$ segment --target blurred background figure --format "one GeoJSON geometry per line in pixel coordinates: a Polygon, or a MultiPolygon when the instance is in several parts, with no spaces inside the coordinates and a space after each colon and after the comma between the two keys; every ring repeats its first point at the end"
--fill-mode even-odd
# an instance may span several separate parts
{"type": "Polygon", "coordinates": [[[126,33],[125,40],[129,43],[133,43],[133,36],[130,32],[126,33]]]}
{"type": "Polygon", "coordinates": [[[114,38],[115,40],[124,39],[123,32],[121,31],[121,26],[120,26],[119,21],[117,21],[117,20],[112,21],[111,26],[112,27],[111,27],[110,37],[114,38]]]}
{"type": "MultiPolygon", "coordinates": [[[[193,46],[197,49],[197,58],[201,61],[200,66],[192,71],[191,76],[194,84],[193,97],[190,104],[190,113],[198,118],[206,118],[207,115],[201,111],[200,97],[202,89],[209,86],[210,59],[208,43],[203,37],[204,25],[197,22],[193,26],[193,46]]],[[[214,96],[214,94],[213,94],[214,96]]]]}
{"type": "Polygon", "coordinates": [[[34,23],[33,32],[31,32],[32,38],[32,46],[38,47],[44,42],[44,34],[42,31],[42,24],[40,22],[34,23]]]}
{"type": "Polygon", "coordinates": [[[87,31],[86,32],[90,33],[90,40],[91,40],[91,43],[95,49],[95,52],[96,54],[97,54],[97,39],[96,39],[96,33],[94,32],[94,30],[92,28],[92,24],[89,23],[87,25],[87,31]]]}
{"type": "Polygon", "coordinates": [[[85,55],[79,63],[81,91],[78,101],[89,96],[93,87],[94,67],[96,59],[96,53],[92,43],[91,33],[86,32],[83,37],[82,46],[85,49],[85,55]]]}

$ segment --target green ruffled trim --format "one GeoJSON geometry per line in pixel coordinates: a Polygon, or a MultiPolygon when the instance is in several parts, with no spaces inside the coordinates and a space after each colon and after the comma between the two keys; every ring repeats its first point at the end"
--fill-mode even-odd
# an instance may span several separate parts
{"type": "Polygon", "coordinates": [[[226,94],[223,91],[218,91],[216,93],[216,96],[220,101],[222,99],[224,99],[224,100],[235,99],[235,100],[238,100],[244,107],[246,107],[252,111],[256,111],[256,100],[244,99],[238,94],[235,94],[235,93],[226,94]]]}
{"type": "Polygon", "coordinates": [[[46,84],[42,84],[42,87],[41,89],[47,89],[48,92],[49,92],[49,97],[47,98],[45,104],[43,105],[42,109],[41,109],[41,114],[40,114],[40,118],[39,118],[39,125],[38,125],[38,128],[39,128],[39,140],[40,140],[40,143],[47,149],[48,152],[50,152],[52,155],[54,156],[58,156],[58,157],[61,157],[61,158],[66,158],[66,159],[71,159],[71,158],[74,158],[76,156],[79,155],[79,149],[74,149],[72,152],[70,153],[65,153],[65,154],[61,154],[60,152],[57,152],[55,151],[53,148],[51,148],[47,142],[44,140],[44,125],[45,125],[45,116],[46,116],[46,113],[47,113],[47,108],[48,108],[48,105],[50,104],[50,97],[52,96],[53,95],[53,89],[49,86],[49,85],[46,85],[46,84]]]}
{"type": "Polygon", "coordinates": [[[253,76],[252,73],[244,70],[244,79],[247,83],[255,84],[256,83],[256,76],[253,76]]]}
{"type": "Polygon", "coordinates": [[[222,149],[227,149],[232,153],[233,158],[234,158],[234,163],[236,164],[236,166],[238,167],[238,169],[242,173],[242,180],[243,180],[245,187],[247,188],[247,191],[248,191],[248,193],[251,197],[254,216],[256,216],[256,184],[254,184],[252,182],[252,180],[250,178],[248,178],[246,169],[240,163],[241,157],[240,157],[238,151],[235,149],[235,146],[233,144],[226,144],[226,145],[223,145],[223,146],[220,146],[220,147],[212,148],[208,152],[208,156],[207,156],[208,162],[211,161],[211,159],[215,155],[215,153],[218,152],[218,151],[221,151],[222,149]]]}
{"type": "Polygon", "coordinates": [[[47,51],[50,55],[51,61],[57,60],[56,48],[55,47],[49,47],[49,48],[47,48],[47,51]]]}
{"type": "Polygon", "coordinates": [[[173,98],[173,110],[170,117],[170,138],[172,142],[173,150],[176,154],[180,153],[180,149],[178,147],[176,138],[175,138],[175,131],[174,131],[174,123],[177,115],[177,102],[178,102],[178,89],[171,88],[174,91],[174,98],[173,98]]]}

________________________________________

THE REQUEST |
Reproduce every line of the data verbatim.

COMPLETE RESPONSE |
$ segment --target blurred background figure --format "one GeoJSON geometry per line in pixel coordinates: a Polygon, or a MultiPolygon when the instance is in several parts, with no spaces inside the coordinates and a space after each colon and after the comma between the two keys; every ring repeats its first point at the end"
--fill-mode even-odd
# an instance may span several separate parts
{"type": "Polygon", "coordinates": [[[126,33],[125,40],[129,43],[133,43],[133,36],[130,32],[126,33]]]}
{"type": "Polygon", "coordinates": [[[114,38],[115,40],[124,39],[123,32],[121,31],[121,26],[120,26],[119,21],[117,21],[117,20],[112,21],[111,26],[112,27],[111,27],[110,37],[114,38]]]}
{"type": "MultiPolygon", "coordinates": [[[[193,46],[197,49],[197,58],[201,61],[200,66],[192,71],[191,76],[194,84],[193,97],[190,104],[190,113],[198,118],[206,118],[207,115],[201,111],[200,97],[202,89],[209,86],[210,59],[208,43],[203,37],[204,25],[197,22],[193,26],[193,46]]],[[[214,96],[214,94],[213,94],[214,96]]]]}
{"type": "Polygon", "coordinates": [[[34,23],[33,32],[31,32],[32,38],[32,46],[38,47],[44,42],[44,34],[42,31],[42,24],[40,22],[34,23]]]}
{"type": "Polygon", "coordinates": [[[87,31],[86,32],[90,33],[90,40],[91,40],[91,43],[95,49],[95,52],[96,54],[97,54],[97,39],[96,39],[96,33],[94,32],[94,30],[92,28],[92,24],[89,23],[87,25],[87,31]]]}
{"type": "Polygon", "coordinates": [[[85,55],[79,63],[81,91],[78,101],[89,96],[93,87],[94,67],[96,59],[96,53],[92,43],[91,33],[86,32],[83,37],[82,46],[85,49],[85,55]]]}

$ segment --target green ruffled trim --format "one GeoJSON geometry per line in pixel coordinates: a Polygon, or a MultiPolygon when the instance is in several parts, with no spaces inside the coordinates and a space after each colon and after the comma between the two keys; every ring repeats its first point at the end"
--fill-mode even-odd
# an instance may span several separate parts
{"type": "Polygon", "coordinates": [[[226,94],[223,91],[218,91],[216,93],[216,96],[220,101],[222,99],[224,99],[224,100],[235,99],[235,100],[238,100],[244,107],[246,107],[252,111],[256,111],[256,100],[244,99],[238,94],[235,94],[235,93],[226,94]]]}
{"type": "Polygon", "coordinates": [[[46,84],[42,84],[42,87],[41,89],[47,89],[48,92],[49,92],[49,97],[47,98],[45,104],[43,105],[42,109],[41,109],[41,114],[40,114],[40,118],[39,118],[39,125],[38,125],[38,128],[39,128],[39,140],[40,140],[40,143],[47,149],[48,152],[50,152],[52,155],[54,156],[58,156],[58,157],[61,157],[61,158],[66,158],[66,159],[71,159],[71,158],[74,158],[76,156],[79,155],[79,149],[74,149],[72,152],[70,153],[65,153],[65,154],[61,154],[60,152],[57,152],[55,151],[53,148],[51,148],[47,142],[44,140],[44,125],[45,125],[45,116],[46,116],[46,113],[47,113],[47,108],[48,108],[48,105],[50,104],[50,97],[52,96],[53,95],[53,89],[49,86],[49,85],[46,85],[46,84]]]}
{"type": "Polygon", "coordinates": [[[253,76],[252,73],[244,70],[244,79],[247,83],[255,84],[256,83],[256,76],[253,76]]]}
{"type": "Polygon", "coordinates": [[[222,149],[227,149],[232,153],[233,158],[234,158],[234,163],[236,164],[236,166],[238,167],[238,169],[242,173],[242,180],[243,180],[245,187],[247,188],[247,191],[248,191],[248,193],[251,197],[254,216],[256,216],[256,184],[254,184],[252,182],[252,180],[250,178],[248,178],[246,169],[240,163],[241,157],[240,157],[238,151],[235,149],[235,146],[233,144],[226,144],[226,145],[223,145],[223,146],[220,146],[220,147],[212,148],[208,152],[208,156],[207,156],[208,162],[211,161],[211,159],[215,155],[215,153],[218,152],[218,151],[221,151],[222,149]]]}
{"type": "Polygon", "coordinates": [[[47,51],[50,55],[51,61],[57,60],[56,48],[55,47],[49,47],[49,48],[47,48],[47,51]]]}
{"type": "Polygon", "coordinates": [[[173,98],[173,110],[170,117],[170,138],[172,142],[173,150],[176,154],[180,153],[180,149],[178,147],[176,138],[175,138],[175,131],[174,131],[174,123],[177,115],[177,102],[178,102],[178,89],[171,88],[174,91],[174,98],[173,98]]]}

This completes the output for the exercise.